EXERCISE:
Update the data below by swapping every "starting block" for "diving block" and keeping everything else the same.

Dataset entries:
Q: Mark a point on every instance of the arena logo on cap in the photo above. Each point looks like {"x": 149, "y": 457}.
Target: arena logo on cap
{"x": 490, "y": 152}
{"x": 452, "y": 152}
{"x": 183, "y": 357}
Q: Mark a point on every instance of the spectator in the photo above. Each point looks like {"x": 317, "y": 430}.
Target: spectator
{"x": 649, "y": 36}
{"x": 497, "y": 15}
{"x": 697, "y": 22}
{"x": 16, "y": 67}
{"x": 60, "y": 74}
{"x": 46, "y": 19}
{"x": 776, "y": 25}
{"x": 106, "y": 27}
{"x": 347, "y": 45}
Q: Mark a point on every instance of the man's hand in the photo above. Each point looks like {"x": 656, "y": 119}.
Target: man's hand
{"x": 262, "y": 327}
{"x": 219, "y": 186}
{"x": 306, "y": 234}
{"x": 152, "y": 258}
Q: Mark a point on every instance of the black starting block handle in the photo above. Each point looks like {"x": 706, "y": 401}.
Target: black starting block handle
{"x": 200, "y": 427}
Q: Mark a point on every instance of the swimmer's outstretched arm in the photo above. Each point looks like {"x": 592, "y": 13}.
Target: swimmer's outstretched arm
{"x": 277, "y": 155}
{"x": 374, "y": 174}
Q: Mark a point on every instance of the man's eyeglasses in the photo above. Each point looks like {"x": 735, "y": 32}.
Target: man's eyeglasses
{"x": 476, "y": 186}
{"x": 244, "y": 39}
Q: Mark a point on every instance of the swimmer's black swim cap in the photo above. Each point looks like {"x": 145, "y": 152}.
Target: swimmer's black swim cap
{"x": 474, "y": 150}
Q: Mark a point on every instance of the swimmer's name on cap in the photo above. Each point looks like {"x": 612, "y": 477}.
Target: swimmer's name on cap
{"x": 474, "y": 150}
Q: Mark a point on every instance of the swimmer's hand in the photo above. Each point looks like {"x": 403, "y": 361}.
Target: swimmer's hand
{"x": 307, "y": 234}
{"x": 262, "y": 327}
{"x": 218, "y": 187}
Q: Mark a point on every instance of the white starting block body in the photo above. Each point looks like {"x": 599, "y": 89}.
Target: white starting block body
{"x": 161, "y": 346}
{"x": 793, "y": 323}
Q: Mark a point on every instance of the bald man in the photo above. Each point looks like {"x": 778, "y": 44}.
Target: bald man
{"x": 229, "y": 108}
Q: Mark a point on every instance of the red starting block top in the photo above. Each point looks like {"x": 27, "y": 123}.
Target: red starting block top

RESULT BELOW:
Q: Mark a point on every instance of the arena logo on cap in the photo above. Each point looks like {"x": 149, "y": 457}.
Target: arena logo on cap
{"x": 490, "y": 152}
{"x": 452, "y": 152}
{"x": 183, "y": 357}
Q: Mark a point on every instance of the spectator in the photo above. Each point looks like {"x": 317, "y": 430}.
Target: spectator
{"x": 649, "y": 36}
{"x": 497, "y": 15}
{"x": 697, "y": 22}
{"x": 16, "y": 67}
{"x": 60, "y": 74}
{"x": 46, "y": 19}
{"x": 776, "y": 25}
{"x": 106, "y": 27}
{"x": 347, "y": 45}
Q: Mark a point on every instance of the man's hand in the photo above. Each point looks like {"x": 656, "y": 119}.
Target: man's hand
{"x": 262, "y": 327}
{"x": 219, "y": 186}
{"x": 306, "y": 234}
{"x": 152, "y": 258}
Q: Mark a point on every instance of the black diving block handle in the photo above. Each point looks like {"x": 706, "y": 401}.
Target: black diving block handle
{"x": 200, "y": 427}
Q: Mark a point on every instance of the swimmer's outstretched arm in the photo above. Each point looks like {"x": 592, "y": 13}.
Target: swimmer's outstretched arm
{"x": 277, "y": 155}
{"x": 374, "y": 174}
Q: Mark a point on every instance of the man's eyeglasses in the photo above. Each point looks like {"x": 735, "y": 32}.
Target: man's eyeglasses
{"x": 476, "y": 186}
{"x": 244, "y": 39}
Q: Mark a point on every instance of the swimmer's black swim cap in the photo above. Each point looks like {"x": 145, "y": 152}.
Target: swimmer's black swim cap
{"x": 474, "y": 150}
Q: Mark a point on every instance of the swimmer's name on cap in the photo above. Each point looks like {"x": 612, "y": 477}.
Target: swimmer's name on cap
{"x": 474, "y": 150}
Q: Mark a point on every instance of the swimmer's hand in the photo above. Each point looks like {"x": 403, "y": 361}.
Target: swimmer's hand
{"x": 307, "y": 234}
{"x": 262, "y": 327}
{"x": 218, "y": 187}
Q: Mark a point on every instance of the white diving block body in the photo above. Each point looks like {"x": 599, "y": 89}.
Target: white diving block body
{"x": 161, "y": 346}
{"x": 793, "y": 323}
Q: Mark a point on every instance of the bald man in the photo above. Each point looks like {"x": 778, "y": 44}.
Target: bald man
{"x": 229, "y": 108}
Q: Mark a point on every instance of the red diving block top in the photo above. Each point looks like {"x": 27, "y": 123}.
Target: red diving block top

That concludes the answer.